■ Что сделать ■
a - Президентом какого фонда назван Герман Парцингер во фрагменте страницы?
b - Перепечатайте отрывок из фрагмента страницы, начиная со слов «И вот 4 ноября» и заканчивая словами «Каковы ваши чувства?».

■ Фрагмент страницы ■
Да, так этот мир увлёк когда-то ленинградского физика. Увлёк уже и меня… Но теперь всё слишком глобально: география, исторические пласты, политика, международное сотрудничество, длинный список авторитетнейших имён археологов многих стран, составившийся за трёхсотлетнюю историю изучения скифского времени…

Прошло ещё два года.

И вот 4 ноября 2009-го известие: за большой вклад в развитие научных и культурных связей с Россией орденом Дружбы награждён президент фонда «Прусское культурное наследие» Герман Парцингер.

Мы договариваемся об интервью — и я лечу в Берлин. Вилла фон дер Хайдт, рабочий кабинет президента, в моём распоряжении один час. Но я попытаюсь связать почти несвязуемое — в заочном диалоге двух увлечённых людей…

Интервью

Часть I.

РАСКОПКИ

— Господин Парцингер, что значит для вас награда — российский орден Дружбы? Каковы ваши чувства?

— Безусловно, это событие. Не часто в жизни выпадает получить орден лично из рук президента такой страны. Уже одно то, что орден не был передан через посла здесь, в Германии, а приглашают в Кремль и там вручают — особый знак. Огромная честь и большая радость! Конечно, награда эта связана с моим долговременным, более чем пятнадцатилетним сотрудничеством с научными учреждениями в Санкт-Петербурге, Москве, Новосибирске, в провинции. Но это и стимул к продолжению работы, к развитию контактов в научной сфере, особенно по линии фонда «Прусское культурное наследие». Между Германией и Россией существуют естественные связи. В новейшей истории они известным образом были прерваны, но за последние двадцать лет так много всего произошло. Люди уже не столь разделены. Они стремятся лучше узнать друг друга. И я считаю, что мой долг — помогать формированию этих связей, по возможности более тесных и добрых.

— В беседе с корреспондентом одного из российских телеканалов после вручения вам ордена вы упомянули будущий проект: «Немцы и русские — 1000 лет вместе».

— Речь идёт об идее, которая родилась приблизительно год назад в разговоре с Михаилом Швыдким, специальным представителем президента Российской Федерации по международному культурному сотрудничеству. Мы говорили о том, что между российскими и немецкими музеями возникает всё больше контактов не в последнюю очередь благодаря так называемому трофейному искусству. Мы очень хорошо сотрудничаем на уровне специалистов. А почему бы не выйти за пределы этого круга и не сделать темой, скажем, отдельной выставки те отношения, которые исторически сложились между Германией и Россией?

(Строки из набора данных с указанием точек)
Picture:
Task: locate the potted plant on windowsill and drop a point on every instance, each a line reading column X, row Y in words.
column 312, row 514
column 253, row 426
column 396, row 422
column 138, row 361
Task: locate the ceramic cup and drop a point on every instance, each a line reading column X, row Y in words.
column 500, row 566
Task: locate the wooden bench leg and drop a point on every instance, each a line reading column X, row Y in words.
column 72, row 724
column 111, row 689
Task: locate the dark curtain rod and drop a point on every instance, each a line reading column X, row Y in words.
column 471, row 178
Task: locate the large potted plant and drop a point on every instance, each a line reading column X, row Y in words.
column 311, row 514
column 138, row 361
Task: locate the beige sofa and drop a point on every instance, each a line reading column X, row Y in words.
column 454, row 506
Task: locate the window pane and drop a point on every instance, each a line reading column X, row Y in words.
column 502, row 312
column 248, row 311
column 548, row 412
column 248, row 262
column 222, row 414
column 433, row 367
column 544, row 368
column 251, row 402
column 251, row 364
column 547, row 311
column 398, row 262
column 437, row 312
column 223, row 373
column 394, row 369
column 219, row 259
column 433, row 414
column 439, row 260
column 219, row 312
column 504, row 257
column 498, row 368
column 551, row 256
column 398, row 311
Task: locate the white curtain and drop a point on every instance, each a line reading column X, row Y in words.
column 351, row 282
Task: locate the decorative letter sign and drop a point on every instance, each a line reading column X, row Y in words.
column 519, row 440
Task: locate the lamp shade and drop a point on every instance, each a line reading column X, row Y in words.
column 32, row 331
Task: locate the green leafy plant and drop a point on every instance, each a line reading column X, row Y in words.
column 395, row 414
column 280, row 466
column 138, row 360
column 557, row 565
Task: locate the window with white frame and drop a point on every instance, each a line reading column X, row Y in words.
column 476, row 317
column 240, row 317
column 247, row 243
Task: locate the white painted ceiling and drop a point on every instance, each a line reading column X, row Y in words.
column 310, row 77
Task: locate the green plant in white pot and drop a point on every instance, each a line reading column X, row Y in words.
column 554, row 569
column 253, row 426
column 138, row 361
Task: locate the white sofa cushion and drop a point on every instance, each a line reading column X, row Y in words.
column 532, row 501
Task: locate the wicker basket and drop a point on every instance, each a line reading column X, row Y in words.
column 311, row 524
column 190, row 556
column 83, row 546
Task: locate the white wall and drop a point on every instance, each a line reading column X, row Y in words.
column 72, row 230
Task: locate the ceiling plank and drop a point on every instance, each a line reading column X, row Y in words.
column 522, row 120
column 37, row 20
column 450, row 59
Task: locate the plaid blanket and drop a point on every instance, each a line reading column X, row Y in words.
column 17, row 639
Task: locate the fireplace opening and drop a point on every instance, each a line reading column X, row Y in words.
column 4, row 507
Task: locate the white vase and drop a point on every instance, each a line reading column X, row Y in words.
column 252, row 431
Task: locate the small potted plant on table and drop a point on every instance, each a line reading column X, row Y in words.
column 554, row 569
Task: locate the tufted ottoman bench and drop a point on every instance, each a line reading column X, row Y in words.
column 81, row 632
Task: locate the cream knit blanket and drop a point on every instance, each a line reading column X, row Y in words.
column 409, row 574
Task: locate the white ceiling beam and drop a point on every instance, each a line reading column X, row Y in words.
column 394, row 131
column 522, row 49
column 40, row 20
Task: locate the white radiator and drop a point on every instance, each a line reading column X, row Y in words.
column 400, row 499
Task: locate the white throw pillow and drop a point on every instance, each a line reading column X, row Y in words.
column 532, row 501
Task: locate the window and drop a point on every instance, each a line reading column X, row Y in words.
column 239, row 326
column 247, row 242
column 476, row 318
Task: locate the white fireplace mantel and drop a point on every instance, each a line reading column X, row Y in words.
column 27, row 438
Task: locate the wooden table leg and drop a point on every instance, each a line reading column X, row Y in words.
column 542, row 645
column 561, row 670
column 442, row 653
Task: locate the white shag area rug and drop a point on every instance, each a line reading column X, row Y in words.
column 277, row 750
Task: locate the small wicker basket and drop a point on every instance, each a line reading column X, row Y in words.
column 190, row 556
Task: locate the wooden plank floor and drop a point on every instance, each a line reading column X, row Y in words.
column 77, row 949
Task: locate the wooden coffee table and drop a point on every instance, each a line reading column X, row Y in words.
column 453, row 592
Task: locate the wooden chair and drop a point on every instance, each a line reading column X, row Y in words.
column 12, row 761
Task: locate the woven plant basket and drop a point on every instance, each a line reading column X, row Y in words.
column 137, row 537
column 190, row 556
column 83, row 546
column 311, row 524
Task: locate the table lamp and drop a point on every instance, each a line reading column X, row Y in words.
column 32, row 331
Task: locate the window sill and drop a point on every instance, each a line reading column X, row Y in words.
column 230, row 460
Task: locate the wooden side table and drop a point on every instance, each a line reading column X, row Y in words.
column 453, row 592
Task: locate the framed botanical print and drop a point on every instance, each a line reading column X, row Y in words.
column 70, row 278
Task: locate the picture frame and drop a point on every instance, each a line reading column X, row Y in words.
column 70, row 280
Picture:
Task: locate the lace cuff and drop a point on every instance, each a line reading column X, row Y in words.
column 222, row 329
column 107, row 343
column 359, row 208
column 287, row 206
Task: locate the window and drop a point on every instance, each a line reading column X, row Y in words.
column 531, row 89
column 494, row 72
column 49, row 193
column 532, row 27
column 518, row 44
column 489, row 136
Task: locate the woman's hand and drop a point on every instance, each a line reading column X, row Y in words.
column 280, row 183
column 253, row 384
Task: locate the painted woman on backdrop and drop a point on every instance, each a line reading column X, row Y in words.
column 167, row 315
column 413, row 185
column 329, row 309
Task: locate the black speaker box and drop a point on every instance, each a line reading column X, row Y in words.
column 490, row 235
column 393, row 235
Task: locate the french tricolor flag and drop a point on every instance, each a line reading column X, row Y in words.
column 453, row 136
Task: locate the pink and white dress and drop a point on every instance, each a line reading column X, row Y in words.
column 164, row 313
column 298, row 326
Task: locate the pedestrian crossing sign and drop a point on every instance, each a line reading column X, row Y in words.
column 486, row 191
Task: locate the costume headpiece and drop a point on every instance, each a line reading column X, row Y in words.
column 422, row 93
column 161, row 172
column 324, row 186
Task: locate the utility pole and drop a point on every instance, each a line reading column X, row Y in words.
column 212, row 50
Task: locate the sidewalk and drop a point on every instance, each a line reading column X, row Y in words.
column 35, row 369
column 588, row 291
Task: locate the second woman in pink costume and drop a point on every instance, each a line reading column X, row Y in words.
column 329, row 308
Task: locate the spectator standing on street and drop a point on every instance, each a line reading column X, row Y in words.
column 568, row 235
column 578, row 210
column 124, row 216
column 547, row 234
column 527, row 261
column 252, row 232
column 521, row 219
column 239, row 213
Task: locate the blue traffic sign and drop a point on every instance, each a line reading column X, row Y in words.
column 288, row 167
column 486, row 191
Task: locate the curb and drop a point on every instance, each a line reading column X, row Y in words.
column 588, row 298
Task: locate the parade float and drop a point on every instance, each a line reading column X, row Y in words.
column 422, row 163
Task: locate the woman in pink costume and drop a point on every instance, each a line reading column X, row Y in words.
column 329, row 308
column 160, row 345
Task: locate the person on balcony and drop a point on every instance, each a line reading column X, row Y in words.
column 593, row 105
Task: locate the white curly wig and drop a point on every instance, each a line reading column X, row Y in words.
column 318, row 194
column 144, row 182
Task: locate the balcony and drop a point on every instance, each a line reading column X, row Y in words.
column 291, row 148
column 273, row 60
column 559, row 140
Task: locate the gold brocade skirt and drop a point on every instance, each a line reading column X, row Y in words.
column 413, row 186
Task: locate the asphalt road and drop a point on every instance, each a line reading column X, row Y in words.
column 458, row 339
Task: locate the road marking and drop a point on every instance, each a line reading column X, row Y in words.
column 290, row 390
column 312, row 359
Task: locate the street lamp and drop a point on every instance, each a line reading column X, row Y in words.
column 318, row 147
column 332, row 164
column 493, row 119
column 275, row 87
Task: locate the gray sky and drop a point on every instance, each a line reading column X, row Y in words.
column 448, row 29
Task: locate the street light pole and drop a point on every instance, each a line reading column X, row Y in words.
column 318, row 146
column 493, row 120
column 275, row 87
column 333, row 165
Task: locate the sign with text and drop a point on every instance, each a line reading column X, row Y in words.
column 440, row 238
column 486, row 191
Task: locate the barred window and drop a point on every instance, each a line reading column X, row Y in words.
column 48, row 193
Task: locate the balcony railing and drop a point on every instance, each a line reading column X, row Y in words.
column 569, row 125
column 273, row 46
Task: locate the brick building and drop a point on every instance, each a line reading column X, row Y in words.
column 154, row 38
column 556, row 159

■ Ответы по заданиям ■
a - Фонда «Прусское культурное наследие».

b -
И вот 4 ноября 2009-го известие: за большой вклад в развитие научных и культурных связей с Россией орденом Дружбы награждён президент фонда «Прусское культурное наследие» Герман Парцингер.

Мы договариваемся об интервью — и я лечу в Берлин. Вилла фон дер Хайдт, рабочий кабинет президента, в моём распоряжении один час. Но я попытаюсь связать почти несвязуемое — в заочном диалоге двух увлечённых людей…

Интервью

Часть I.

РАСКОПКИ

— Господин Парцингер, что значит для вас награда — российский орден Дружбы? Каковы ваши чувства?